▶ Selected text:
------------------------------

There are no significant outliers in this data, there seems to be one appearing in the group Fair, but its because its sample size is really small

Conclusion: Since the assumption of normality is not met, a non parametric test is suitable for this sample, but we would do both the parametric and non parametric test

  1. Parametric Test

    H0: Mean(Fair) = Mean(Good) = Mean(Very Good) = Mean(Premium) = Mean(Ideal)

    H1: At least one mean is different

ANOVA_results <- aov(price ~ cutFactor, 
                     data = mydataA)

summary(ANOVA_results)
##              Df    Sum Sq  Mean Sq F value Pr(>F)
## cutFactor     4 6.133e+07 15332270   0.766  0.548
## Residuals   195 3.901e+09 20003825

Based on the above values, we cannot reject H0, which implies none of the means is statistically different than the others

library(effectsize)
## 
## Attaching package: 'effectsize'
## The following objects are masked from 'package:rstatix':
## 
##     cohens_d, eta_squared
## The following object is masked from 'package:psych':
## 
##     phi
eta_squared(ANOVA_results)
## For one-way between subjects designs, partial eta squared is equivalent
##   to eta squared. Returning eta squared.
## # Effect Size for ANOVA
## 
## Parameter | Eta2 |       95% CI
## -------------------------------
## cutFactor | 0.02 | [0.00, 1.00]
## 
## - One-sided CIs: upper bound fixed at [1.00].

------------------------------

Source records

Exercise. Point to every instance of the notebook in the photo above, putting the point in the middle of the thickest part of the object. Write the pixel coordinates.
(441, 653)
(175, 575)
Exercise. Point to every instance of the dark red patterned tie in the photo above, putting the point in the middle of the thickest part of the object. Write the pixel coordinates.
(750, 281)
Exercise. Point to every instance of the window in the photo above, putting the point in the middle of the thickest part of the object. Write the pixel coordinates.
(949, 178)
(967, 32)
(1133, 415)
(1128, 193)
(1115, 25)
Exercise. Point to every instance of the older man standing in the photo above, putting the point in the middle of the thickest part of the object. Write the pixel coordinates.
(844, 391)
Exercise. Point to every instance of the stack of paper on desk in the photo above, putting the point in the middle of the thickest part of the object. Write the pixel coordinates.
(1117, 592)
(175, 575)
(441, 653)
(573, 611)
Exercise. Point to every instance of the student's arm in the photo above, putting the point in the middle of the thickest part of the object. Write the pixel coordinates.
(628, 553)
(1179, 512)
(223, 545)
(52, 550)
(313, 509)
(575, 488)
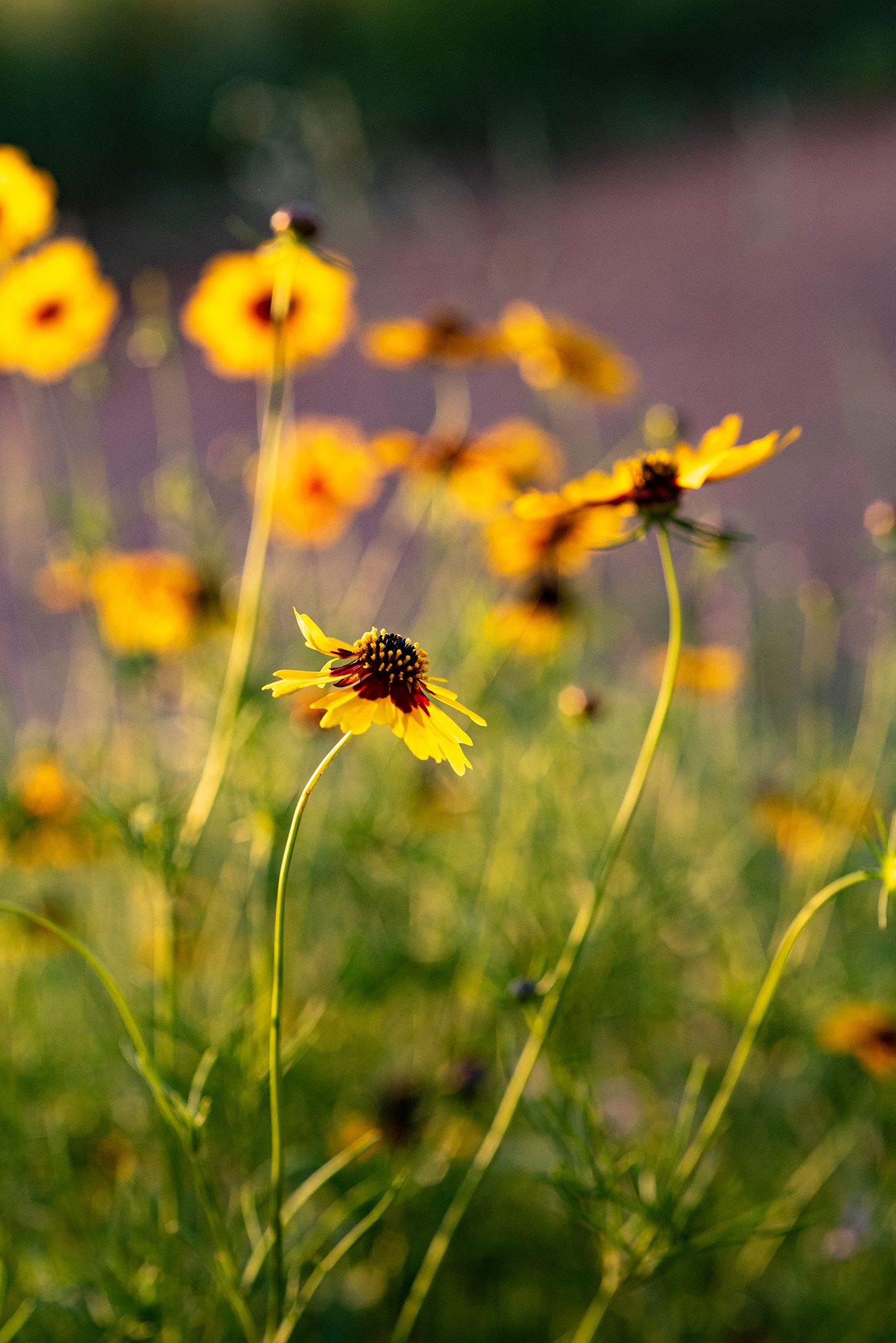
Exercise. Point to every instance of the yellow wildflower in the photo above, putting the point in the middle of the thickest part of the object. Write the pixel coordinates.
(229, 313)
(383, 679)
(56, 311)
(28, 202)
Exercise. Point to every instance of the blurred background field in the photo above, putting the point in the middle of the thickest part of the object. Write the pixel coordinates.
(715, 188)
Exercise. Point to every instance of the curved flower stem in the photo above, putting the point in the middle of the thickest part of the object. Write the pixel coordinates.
(709, 1129)
(276, 1070)
(250, 584)
(559, 980)
(711, 1121)
(171, 1110)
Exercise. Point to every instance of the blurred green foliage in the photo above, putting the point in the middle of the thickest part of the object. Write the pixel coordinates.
(113, 94)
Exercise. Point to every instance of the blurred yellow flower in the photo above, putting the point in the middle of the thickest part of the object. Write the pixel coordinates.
(445, 338)
(714, 669)
(385, 679)
(554, 352)
(28, 202)
(56, 311)
(147, 601)
(864, 1030)
(325, 476)
(229, 313)
(652, 485)
(482, 471)
(532, 624)
(817, 821)
(547, 532)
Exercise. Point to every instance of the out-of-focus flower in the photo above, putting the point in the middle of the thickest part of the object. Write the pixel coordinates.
(864, 1030)
(229, 313)
(56, 311)
(147, 601)
(652, 485)
(385, 679)
(817, 821)
(532, 624)
(549, 532)
(714, 670)
(28, 202)
(554, 352)
(445, 338)
(481, 471)
(325, 476)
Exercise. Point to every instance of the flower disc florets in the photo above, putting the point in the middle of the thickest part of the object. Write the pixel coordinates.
(391, 657)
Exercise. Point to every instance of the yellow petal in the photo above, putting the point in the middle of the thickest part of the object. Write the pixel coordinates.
(315, 638)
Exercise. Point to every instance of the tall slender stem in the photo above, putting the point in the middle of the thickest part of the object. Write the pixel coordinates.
(566, 965)
(276, 1064)
(250, 586)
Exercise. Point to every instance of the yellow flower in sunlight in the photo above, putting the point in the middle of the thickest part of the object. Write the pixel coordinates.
(383, 679)
(28, 202)
(865, 1030)
(532, 624)
(325, 476)
(816, 822)
(56, 311)
(229, 313)
(445, 338)
(481, 471)
(652, 485)
(547, 532)
(147, 601)
(715, 669)
(554, 352)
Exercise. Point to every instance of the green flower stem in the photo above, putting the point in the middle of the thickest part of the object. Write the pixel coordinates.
(709, 1129)
(559, 980)
(171, 1110)
(276, 1067)
(758, 1012)
(250, 588)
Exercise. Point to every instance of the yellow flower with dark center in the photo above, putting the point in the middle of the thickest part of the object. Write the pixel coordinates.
(28, 202)
(556, 353)
(382, 679)
(864, 1030)
(653, 485)
(229, 313)
(446, 338)
(325, 476)
(56, 311)
(549, 532)
(532, 624)
(481, 471)
(147, 601)
(714, 670)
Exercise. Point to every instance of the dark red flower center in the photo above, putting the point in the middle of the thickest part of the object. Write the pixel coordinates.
(49, 312)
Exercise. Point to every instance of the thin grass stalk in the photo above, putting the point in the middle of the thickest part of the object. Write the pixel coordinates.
(276, 1061)
(564, 967)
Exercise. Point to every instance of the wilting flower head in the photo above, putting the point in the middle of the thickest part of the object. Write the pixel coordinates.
(864, 1030)
(229, 313)
(324, 477)
(56, 311)
(445, 338)
(482, 471)
(550, 532)
(534, 622)
(554, 352)
(28, 202)
(383, 679)
(653, 485)
(147, 601)
(715, 669)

------------------------------

▶ What you will do: Using the ANOVA walkthrough, explain why it says a non-parametric test is suitable for this sample. The rows are separate material, unrelated to the text.

▶ Answer below: A non-parametric test is suitable because the assumption of normality is not met. The walkthrough still plans to run both the parametric and the non-parametric test.